> Records from a data source

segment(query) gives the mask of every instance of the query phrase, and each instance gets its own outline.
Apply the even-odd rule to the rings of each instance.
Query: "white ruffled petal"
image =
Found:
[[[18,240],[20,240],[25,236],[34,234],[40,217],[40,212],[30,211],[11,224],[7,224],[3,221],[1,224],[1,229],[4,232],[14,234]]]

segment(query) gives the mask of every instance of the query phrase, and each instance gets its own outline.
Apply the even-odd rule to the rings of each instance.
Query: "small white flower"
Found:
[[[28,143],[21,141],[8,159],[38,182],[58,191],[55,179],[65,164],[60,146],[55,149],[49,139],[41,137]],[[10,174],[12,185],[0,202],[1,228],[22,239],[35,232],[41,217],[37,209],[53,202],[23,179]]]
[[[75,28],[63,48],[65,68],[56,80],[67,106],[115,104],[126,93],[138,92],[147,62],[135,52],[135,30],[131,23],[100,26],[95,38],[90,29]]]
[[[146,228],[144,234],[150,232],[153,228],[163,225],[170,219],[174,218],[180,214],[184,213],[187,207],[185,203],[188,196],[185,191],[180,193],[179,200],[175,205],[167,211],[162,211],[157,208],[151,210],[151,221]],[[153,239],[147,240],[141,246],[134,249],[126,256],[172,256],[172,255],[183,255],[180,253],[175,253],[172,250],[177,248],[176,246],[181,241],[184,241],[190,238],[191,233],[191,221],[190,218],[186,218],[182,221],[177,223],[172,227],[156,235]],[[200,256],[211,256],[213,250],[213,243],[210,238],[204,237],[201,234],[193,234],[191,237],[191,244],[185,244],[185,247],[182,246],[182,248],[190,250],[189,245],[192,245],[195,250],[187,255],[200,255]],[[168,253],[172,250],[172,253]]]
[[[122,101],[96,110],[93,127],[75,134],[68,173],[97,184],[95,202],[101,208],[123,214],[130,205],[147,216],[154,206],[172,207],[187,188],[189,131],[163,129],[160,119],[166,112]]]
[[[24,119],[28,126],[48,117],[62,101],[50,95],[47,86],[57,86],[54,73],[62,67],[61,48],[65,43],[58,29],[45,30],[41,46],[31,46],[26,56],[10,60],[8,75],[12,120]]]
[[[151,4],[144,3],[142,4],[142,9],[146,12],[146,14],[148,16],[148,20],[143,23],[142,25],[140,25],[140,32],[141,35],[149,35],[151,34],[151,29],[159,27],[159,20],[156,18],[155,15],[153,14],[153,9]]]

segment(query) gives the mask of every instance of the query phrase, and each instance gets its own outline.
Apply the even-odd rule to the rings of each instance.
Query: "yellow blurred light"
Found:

> What is required
Which lines of the data above contain the word "white"? Select each one and copy it out.

> Full output
Query: "white ruffled petal"
Query: "small white flower"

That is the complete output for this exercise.